__Problem to solve__
Could you return, character for character, the rows from the line containing "negative clicks: (40, 42) (30, 22)" through the final line of the rows, with both ends included?
======== Input
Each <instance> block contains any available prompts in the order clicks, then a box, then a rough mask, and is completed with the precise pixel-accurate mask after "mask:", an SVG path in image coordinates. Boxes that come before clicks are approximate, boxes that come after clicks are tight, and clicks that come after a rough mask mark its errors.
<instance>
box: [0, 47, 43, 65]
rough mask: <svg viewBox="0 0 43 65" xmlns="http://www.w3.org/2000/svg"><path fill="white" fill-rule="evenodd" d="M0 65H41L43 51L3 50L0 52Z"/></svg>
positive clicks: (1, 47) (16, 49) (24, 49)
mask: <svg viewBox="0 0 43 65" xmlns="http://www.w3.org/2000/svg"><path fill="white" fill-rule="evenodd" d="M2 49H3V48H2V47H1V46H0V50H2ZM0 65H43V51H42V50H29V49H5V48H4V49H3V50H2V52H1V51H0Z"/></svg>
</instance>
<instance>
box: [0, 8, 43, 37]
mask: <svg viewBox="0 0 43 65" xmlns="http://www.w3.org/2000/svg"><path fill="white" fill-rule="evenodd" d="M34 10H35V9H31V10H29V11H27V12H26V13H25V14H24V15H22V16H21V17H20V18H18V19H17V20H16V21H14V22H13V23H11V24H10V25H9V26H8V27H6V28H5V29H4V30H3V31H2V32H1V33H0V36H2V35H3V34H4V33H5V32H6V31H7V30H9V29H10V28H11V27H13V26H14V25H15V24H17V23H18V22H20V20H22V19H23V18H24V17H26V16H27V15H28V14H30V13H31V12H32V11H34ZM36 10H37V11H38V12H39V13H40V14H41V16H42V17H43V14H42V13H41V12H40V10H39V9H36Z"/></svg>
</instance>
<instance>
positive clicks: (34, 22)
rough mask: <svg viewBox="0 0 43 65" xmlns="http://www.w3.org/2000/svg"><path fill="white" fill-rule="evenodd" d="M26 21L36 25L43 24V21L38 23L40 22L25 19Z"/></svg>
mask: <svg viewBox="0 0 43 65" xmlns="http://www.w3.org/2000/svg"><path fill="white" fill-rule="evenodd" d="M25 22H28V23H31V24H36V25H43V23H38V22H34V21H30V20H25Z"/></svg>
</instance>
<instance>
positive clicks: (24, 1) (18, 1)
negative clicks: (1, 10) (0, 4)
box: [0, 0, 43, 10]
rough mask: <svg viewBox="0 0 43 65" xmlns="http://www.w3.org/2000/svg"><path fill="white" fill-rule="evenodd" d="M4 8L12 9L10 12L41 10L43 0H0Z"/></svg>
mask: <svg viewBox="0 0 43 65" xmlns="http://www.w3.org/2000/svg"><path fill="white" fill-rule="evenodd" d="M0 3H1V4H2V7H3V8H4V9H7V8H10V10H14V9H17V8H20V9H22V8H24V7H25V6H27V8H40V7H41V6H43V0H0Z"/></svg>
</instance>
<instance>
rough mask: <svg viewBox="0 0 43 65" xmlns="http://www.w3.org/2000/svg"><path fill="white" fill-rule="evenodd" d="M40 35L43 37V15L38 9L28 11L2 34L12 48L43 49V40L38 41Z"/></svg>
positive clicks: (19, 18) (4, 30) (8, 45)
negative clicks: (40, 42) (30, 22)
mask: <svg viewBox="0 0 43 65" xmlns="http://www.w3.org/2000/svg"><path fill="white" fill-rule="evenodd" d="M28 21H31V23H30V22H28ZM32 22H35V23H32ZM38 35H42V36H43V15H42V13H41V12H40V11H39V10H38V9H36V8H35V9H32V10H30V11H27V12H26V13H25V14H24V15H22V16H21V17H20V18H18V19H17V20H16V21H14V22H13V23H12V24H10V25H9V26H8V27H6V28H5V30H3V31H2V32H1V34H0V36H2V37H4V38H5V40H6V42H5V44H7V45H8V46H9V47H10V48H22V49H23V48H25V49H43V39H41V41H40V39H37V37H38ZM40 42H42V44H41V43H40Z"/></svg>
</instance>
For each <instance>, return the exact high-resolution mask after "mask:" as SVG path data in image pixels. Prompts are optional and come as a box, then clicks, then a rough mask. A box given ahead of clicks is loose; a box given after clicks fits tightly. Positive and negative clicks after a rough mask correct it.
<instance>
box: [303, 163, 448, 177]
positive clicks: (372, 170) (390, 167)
================
__Expected answer__
negative clicks: (40, 42) (30, 22)
mask: <svg viewBox="0 0 43 65" xmlns="http://www.w3.org/2000/svg"><path fill="white" fill-rule="evenodd" d="M28 21H31V23H30V22H28ZM32 22H35V23H32ZM38 35H42V36H43V15H42V13H41V12H40V11H39V10H38V9H36V8H35V9H32V10H30V11H27V12H26V13H25V14H24V15H22V16H21V17H20V18H18V19H17V20H16V21H14V22H13V23H12V24H10V25H9V26H8V27H6V28H5V30H3V31H2V32H1V34H0V36H2V37H4V38H5V40H6V42H5V44H7V45H8V46H9V47H10V48H22V49H23V48H25V49H43V39H41V41H40V39H37V37H38ZM40 42H42V44H41V43H40Z"/></svg>
</instance>
For each <instance>, return the exact high-resolution mask after "mask:" as SVG path data in image pixels. Prompts are optional and come as a box, then clicks, then a rough mask. A box given ahead of clicks is loose; a box given after clicks fits tightly. Positive and negative clicks after a rough mask correct it.
<instance>
box: [303, 163, 448, 177]
positive clicks: (372, 170) (390, 167)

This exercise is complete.